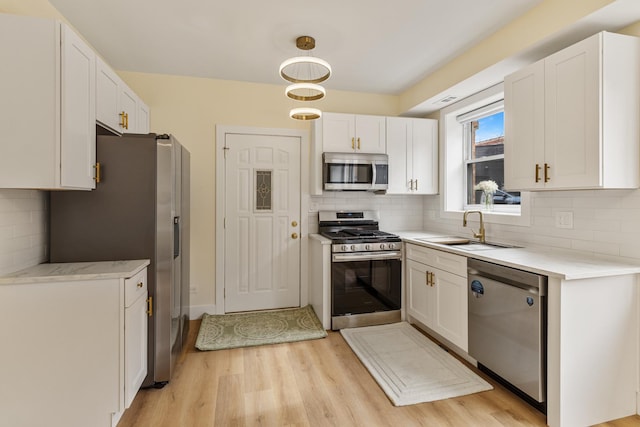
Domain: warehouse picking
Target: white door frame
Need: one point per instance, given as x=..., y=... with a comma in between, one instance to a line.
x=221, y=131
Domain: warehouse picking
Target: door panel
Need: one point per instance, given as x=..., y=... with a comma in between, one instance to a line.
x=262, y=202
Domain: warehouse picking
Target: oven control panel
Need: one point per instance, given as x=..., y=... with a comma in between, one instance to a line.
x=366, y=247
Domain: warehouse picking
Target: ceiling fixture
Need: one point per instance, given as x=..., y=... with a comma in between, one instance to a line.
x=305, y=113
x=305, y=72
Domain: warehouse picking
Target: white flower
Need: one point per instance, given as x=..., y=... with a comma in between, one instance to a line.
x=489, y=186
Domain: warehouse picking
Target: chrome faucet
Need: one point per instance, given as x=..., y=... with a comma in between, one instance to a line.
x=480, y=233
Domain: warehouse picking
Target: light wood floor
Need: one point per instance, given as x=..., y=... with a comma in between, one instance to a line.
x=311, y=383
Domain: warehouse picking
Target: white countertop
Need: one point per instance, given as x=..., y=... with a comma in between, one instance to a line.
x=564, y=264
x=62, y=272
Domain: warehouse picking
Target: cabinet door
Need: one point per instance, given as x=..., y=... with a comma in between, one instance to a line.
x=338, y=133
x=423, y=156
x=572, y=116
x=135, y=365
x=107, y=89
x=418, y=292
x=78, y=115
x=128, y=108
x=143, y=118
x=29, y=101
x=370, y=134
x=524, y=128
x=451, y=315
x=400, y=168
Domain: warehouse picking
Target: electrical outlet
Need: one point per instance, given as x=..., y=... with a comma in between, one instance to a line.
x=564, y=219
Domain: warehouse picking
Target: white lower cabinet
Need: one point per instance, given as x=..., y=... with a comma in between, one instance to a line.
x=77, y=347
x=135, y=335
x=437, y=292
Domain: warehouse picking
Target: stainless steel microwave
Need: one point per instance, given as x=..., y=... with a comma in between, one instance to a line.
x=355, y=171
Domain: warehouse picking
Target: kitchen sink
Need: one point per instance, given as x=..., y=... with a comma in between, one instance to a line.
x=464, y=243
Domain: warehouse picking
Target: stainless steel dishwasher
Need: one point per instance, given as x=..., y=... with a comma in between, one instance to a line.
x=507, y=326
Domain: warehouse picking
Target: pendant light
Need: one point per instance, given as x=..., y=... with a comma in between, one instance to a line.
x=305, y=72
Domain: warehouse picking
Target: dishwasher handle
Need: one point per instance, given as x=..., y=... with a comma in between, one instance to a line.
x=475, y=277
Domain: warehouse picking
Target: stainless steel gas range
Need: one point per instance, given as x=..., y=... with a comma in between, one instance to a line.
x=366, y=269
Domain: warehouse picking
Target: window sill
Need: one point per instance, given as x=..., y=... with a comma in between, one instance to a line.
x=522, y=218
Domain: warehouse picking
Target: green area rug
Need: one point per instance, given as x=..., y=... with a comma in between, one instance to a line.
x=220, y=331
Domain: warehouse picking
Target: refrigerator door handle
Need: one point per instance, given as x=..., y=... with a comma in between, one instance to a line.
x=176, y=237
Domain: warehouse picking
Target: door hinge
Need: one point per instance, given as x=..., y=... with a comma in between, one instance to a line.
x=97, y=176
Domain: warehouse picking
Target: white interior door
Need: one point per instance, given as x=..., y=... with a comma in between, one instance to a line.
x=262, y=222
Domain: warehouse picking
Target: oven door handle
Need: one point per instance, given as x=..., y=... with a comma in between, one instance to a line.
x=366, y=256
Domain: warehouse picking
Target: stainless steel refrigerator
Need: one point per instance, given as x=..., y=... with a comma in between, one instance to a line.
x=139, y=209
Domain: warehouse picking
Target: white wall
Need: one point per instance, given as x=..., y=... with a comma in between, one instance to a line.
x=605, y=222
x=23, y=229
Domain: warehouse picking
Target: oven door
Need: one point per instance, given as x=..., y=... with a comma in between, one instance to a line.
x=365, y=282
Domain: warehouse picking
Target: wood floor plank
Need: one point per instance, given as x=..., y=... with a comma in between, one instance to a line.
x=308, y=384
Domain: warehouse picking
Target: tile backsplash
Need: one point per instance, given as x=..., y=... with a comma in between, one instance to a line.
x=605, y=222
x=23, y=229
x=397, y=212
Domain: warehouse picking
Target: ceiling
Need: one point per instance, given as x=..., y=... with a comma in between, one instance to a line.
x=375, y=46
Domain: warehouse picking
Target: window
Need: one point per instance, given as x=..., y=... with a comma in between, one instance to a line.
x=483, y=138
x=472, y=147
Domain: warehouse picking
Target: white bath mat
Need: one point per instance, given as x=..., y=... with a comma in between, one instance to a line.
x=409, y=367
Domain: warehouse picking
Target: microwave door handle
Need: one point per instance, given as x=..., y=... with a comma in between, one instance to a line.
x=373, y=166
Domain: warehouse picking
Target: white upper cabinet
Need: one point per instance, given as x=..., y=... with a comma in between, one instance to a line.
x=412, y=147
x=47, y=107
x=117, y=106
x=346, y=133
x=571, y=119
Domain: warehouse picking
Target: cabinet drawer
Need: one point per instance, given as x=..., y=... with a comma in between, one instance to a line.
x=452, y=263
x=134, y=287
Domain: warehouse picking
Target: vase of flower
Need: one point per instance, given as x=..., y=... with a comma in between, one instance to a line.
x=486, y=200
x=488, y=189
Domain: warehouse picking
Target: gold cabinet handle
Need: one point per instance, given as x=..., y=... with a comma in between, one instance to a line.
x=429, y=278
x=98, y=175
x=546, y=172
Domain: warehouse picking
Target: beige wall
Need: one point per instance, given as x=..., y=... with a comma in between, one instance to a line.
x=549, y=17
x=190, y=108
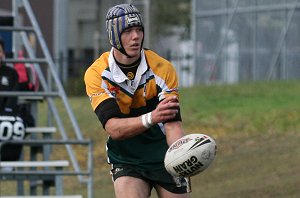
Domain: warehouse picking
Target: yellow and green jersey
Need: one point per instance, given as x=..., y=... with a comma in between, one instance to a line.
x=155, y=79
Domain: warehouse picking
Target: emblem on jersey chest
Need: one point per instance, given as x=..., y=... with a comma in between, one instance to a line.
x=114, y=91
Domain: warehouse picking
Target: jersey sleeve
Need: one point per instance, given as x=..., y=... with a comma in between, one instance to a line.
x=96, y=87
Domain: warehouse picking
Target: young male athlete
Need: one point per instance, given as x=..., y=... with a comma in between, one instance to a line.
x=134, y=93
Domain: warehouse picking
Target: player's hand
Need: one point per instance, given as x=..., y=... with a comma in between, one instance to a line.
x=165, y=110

Prompt: Please identify every line above that contains the word "green", and copy each one in full.

Correct output:
Target: green area rug
Target: yellow and green jersey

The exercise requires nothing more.